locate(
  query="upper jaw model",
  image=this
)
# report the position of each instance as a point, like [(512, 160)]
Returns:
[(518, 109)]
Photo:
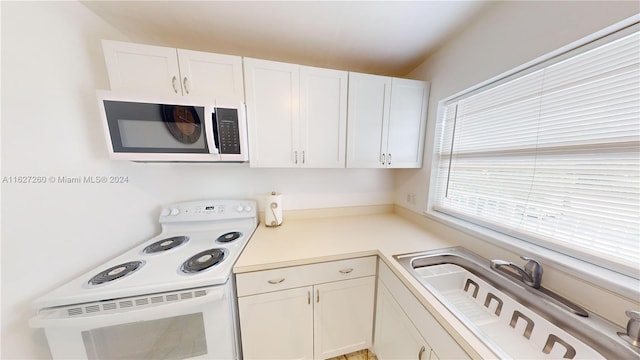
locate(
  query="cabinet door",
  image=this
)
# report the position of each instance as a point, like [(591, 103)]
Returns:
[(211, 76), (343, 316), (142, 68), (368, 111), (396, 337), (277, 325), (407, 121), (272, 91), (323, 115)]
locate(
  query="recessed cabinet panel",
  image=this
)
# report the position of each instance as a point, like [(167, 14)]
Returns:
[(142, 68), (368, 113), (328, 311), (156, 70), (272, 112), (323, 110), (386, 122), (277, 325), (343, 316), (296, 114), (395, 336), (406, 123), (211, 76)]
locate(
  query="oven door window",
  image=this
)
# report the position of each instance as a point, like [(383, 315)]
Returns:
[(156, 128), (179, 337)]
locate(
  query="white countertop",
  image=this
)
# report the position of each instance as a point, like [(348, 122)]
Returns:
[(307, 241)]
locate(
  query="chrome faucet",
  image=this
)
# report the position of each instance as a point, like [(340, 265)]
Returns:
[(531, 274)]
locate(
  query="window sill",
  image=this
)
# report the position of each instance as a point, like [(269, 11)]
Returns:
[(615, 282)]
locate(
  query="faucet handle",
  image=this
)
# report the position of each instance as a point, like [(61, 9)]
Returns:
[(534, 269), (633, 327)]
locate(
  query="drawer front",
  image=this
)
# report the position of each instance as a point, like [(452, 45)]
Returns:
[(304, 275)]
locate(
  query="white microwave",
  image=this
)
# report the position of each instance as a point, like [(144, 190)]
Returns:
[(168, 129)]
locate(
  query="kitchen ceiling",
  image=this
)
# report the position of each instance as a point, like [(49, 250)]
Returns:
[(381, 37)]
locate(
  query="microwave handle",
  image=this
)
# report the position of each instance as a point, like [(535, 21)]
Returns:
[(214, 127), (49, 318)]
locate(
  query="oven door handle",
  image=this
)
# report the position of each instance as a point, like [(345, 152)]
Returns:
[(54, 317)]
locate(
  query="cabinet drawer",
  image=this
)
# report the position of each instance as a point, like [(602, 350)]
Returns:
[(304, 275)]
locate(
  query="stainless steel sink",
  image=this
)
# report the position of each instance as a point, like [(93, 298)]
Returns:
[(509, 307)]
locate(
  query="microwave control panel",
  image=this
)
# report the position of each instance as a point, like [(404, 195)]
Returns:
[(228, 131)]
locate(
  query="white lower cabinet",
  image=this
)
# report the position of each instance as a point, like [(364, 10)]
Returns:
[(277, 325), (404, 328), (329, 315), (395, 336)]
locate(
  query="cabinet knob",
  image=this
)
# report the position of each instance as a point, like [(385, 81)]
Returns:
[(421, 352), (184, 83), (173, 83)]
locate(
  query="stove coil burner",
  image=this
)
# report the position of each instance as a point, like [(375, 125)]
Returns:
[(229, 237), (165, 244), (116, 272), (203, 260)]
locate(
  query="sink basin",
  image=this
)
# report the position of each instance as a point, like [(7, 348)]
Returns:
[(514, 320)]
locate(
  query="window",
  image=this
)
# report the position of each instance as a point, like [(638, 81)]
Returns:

• Amaç: Yukarıdaki verilerin başından "91), (323, 115)]" ifadesinin geçtiği satıra kadar olan bölümü, o satır da dahil olmak üzere, hiçbir değişiklik yapmadan yeniden yazın. Görselleri yanıta eklemeyin.

• Alıştırma Sonucu:
locate(
  query="upper jaw model",
  image=this
)
# report the position of each instance as a point, like [(512, 160)]
Returns:
[(518, 109)]
Photo:
locate(
  query="cabinet door",
  image=this
)
# report the position of each instance as a point, like [(591, 103)]
Returns:
[(211, 76), (343, 316), (142, 68), (368, 111), (396, 337), (277, 325), (407, 121), (272, 91), (323, 115)]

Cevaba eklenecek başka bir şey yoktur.